**Document section:**
•••••

Growing momentum in Eastern Europe

Economic growth, rising life expectancy and a shift in marketing and distribution strategies will boost the Eastern European markets of Poland, the Czech Republic and Hungary over 2013-2018, according to reports from Timetric’s Insurance Intelligence Center (IIC)

By Ronan Mccaughey

Economic growth, rising life expectancy and a shift in marketing and distribution strategies will boost the Eastern European markets of Poland, the Czech Republic and Hungary over 2013-2018, according to reports from Timetric’s Insurance Intelligence Center (IIC)Polish, Czech and Hungarian life insurance markets matter because they are the top three largest sectors respectively in Central and Eastern Europe, according to data from Timetric’s Insurance Intelligence Center (IIC).

•••••

**Supplied records:**
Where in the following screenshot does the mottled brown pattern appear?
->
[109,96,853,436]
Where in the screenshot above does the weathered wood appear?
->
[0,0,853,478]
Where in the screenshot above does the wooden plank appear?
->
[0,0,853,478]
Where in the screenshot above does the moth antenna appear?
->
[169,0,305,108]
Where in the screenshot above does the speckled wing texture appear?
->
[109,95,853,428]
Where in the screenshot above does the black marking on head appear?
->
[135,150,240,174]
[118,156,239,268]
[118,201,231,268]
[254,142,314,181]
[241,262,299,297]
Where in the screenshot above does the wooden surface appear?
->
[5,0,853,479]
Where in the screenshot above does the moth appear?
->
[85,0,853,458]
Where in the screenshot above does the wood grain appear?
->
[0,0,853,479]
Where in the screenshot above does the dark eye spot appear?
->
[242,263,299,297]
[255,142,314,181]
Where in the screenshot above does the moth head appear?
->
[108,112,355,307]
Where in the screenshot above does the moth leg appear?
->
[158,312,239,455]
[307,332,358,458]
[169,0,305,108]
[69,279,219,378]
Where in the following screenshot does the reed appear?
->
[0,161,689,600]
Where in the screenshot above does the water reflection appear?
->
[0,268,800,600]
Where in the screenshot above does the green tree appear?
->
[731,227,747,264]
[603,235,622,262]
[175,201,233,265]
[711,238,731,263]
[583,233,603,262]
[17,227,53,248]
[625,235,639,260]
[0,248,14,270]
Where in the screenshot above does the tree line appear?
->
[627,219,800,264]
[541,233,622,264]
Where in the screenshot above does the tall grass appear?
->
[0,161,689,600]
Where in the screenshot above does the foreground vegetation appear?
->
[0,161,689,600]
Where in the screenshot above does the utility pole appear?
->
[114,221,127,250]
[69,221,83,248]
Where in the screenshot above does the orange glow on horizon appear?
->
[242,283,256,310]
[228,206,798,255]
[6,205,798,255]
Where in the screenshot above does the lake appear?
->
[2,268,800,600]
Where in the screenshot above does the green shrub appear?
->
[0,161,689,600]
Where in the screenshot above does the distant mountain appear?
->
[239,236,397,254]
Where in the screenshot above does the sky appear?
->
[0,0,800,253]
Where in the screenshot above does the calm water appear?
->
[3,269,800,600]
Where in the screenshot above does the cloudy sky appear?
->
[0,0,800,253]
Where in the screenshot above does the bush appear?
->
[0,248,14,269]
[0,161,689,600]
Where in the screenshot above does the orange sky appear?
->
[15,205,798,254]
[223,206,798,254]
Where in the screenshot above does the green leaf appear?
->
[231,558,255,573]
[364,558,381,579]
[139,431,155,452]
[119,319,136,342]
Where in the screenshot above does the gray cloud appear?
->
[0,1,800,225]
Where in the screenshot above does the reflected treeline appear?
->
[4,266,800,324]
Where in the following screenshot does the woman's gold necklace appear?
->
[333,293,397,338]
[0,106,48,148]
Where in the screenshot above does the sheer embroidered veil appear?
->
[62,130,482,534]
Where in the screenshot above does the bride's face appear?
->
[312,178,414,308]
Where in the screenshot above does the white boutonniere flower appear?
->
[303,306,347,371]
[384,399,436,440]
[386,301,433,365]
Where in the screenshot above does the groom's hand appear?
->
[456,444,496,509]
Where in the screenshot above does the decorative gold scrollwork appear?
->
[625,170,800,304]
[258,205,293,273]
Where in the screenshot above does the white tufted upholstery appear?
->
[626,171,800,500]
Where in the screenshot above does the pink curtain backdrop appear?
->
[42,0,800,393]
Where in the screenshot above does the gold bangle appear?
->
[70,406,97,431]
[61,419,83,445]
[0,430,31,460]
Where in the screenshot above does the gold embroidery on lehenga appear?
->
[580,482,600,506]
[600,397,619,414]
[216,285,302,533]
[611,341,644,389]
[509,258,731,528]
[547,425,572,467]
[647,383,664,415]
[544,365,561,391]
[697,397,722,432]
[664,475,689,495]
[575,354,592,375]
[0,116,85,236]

•••••

**Directive 1:** Say whether each statement agrees with the article on Eastern European insurance markets, answering yes or no and quoting the deciding words: (a) Poland, the Czech Republic and Hungary are the markets expected to be boosted over 2013-2018; (b) falling life expectancy is one of the factors named as boosting these markets; (c) the article is credited to Ronan Mccaughey.
**Directive 2:** Transcribe the article on Eastern European insurance markets word for word, from "By Ronan Mccaughey" up to and including "Intelligence Center (IIC).".
The items have nothing to do with the text.

**Correct answer 1:**
(a) Yes: "will boost the Eastern European markets of Poland, the Czech Republic and Hungary over 2013-2018"
(b) No: "rising life expectancy"
(c) Yes: "By Ronan Mccaughey"

**Correct answer 2:**
By Ronan Mccaughey

Economic growth, rising life expectancy and a shift in marketing and distribution strategies will boost the Eastern European markets of Poland, the Czech Republic and Hungary over 2013-2018, according to reports from Timetric’s Insurance Intelligence Center (IIC)Polish, Czech and Hungarian life insurance markets matter because they are the top three largest sectors respectively in Central and Eastern Europe, according to data from Timetric’s Insurance Intelligence Center (IIC).